>> Start

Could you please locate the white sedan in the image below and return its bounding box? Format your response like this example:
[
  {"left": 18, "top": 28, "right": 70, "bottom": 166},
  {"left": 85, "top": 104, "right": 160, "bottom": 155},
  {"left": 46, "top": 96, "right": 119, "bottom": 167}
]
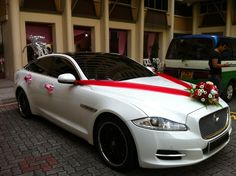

>> End

▶ **To do**
Pull out the lines above and copy them word for word, leaving out the picture.

▶ **Answer below**
Could you please locate the white sedan in the image below and return its bounding box? Format your response like this example:
[
  {"left": 18, "top": 28, "right": 70, "bottom": 166},
  {"left": 85, "top": 104, "right": 160, "bottom": 155},
  {"left": 46, "top": 96, "right": 119, "bottom": 167}
]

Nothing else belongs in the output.